(Excerpts from a dataset)
-------

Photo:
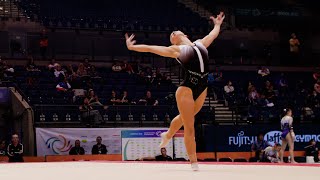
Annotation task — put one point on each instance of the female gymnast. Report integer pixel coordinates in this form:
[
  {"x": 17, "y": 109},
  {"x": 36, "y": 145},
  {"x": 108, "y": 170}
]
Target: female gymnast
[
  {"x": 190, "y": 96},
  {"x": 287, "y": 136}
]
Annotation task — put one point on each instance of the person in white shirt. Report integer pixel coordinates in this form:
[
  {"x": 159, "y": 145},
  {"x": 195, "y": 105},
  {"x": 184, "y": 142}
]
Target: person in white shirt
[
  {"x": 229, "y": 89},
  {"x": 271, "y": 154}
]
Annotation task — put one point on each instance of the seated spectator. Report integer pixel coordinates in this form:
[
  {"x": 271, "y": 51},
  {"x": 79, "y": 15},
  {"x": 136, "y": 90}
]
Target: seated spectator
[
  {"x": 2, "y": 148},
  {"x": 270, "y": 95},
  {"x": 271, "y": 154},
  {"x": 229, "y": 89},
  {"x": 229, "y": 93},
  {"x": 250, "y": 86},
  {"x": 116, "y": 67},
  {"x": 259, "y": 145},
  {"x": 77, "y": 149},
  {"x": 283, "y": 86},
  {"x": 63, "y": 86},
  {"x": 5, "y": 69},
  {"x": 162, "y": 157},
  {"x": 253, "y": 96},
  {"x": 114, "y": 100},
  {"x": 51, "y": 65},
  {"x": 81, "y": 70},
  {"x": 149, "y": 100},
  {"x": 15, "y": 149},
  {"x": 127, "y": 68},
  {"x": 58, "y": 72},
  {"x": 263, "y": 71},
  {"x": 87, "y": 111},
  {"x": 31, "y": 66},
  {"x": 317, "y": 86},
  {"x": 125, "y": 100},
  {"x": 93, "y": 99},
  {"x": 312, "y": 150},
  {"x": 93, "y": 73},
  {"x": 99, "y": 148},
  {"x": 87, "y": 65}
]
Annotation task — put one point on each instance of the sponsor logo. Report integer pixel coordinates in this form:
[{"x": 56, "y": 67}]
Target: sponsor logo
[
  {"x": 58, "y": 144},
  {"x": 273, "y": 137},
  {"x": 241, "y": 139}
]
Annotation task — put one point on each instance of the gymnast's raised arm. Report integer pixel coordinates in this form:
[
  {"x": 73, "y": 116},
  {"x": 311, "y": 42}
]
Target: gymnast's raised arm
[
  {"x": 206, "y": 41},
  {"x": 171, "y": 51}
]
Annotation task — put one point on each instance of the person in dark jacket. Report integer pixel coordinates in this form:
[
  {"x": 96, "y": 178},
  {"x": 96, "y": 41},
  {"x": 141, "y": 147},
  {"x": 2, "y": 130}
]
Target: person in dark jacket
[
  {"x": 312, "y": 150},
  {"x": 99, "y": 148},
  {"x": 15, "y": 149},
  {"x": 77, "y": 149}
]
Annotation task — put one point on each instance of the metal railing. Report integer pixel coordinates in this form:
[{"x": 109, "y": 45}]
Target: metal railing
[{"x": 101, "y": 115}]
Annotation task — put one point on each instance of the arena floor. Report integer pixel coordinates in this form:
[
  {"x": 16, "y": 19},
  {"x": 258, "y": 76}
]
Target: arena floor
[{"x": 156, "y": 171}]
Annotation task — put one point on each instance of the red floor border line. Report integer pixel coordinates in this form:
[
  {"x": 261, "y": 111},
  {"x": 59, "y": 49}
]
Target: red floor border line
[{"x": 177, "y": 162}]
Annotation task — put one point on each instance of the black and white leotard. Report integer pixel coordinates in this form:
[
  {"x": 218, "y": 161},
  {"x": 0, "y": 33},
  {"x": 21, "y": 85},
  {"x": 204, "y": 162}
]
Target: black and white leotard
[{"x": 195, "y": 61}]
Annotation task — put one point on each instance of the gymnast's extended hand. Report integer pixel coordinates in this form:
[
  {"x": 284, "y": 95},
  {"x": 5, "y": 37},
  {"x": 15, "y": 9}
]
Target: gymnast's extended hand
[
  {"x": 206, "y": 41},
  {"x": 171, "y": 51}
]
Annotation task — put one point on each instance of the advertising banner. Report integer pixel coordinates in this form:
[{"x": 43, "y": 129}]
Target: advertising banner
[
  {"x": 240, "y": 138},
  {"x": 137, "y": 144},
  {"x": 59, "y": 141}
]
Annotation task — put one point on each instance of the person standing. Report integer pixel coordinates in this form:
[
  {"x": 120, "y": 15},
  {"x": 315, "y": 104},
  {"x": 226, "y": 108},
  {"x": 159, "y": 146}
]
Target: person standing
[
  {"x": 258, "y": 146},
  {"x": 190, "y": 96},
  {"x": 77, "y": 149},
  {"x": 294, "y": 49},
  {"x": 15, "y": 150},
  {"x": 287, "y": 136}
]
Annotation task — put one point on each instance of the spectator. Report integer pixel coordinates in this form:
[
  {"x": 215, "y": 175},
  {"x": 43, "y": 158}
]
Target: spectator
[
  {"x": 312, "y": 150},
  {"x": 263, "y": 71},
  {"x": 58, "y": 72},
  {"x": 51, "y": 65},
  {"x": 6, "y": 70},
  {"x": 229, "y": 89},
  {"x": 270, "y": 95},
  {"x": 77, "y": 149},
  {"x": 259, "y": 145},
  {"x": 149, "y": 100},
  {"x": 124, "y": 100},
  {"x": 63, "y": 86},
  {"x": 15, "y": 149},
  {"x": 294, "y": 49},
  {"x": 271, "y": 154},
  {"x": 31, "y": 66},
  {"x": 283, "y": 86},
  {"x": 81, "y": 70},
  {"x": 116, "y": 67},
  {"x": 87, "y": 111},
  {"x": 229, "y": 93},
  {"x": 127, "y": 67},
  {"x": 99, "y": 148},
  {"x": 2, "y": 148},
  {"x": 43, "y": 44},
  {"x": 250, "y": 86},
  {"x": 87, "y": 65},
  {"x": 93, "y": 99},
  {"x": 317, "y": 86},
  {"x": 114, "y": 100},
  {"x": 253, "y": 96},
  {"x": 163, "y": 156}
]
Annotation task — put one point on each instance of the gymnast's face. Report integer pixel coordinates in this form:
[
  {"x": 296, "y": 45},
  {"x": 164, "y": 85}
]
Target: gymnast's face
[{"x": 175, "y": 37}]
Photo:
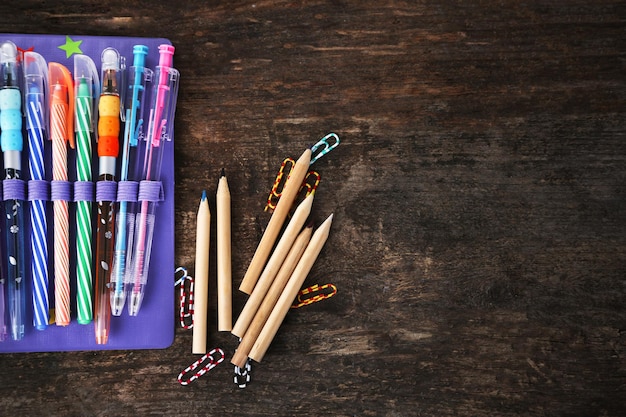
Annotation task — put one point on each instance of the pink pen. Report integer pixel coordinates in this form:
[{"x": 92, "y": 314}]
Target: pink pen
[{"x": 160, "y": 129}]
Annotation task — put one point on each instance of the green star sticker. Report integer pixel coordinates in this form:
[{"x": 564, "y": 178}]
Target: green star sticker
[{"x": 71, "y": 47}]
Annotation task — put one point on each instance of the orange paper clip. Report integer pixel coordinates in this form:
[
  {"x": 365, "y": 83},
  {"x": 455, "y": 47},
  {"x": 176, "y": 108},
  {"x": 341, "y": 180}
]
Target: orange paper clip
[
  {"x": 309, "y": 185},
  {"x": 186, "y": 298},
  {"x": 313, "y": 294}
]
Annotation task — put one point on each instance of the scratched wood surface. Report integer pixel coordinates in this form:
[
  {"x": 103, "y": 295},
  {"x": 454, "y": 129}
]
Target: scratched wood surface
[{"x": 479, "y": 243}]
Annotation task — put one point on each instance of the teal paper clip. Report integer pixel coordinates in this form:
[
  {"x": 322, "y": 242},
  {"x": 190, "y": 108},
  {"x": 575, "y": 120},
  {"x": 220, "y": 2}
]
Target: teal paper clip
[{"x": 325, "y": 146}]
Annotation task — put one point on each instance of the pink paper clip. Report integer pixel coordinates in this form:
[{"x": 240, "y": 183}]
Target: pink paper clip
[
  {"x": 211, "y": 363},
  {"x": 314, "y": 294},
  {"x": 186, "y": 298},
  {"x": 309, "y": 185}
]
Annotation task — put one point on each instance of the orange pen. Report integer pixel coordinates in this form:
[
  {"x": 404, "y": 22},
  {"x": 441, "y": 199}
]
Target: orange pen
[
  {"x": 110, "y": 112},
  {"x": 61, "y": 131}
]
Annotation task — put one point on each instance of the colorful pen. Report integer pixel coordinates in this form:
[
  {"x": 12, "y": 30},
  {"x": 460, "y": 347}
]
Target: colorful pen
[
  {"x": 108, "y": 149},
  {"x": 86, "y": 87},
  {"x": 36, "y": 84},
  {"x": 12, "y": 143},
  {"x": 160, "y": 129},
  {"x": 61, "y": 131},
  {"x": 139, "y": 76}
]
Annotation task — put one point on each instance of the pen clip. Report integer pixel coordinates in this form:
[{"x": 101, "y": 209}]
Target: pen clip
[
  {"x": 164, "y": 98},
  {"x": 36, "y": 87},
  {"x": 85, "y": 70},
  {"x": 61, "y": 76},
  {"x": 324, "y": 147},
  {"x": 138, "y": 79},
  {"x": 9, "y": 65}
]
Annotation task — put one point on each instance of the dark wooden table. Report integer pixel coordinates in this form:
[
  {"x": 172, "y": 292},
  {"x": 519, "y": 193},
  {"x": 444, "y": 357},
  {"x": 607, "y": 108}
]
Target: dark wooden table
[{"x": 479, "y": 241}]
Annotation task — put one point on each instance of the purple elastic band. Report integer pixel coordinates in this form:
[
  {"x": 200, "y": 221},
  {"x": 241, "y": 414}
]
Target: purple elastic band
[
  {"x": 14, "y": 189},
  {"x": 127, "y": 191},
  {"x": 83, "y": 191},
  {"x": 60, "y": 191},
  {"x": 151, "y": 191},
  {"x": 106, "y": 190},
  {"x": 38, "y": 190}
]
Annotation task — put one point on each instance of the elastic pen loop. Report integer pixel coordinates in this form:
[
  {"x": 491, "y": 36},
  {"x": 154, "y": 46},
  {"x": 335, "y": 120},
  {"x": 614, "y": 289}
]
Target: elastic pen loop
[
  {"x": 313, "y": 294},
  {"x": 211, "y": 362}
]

-------

▶ To do: From the line containing "of the purple" through the last line of the records above, reproduce every line exactly.

▶ Solution:
Annotation task — put one point on each instance of the purple elastic band. Report integer pixel coordinates in this form:
[
  {"x": 200, "y": 221},
  {"x": 241, "y": 414}
]
Target: purple elastic band
[
  {"x": 14, "y": 189},
  {"x": 127, "y": 191},
  {"x": 83, "y": 191},
  {"x": 60, "y": 191},
  {"x": 151, "y": 191},
  {"x": 106, "y": 190},
  {"x": 38, "y": 190}
]
Annotation task — put one point on each instance of the elastic pen loop. Report integer pixel coordinates in this form:
[
  {"x": 491, "y": 36},
  {"x": 154, "y": 46},
  {"x": 335, "y": 120},
  {"x": 614, "y": 289}
]
Target: elastic pen loop
[
  {"x": 313, "y": 294},
  {"x": 211, "y": 362}
]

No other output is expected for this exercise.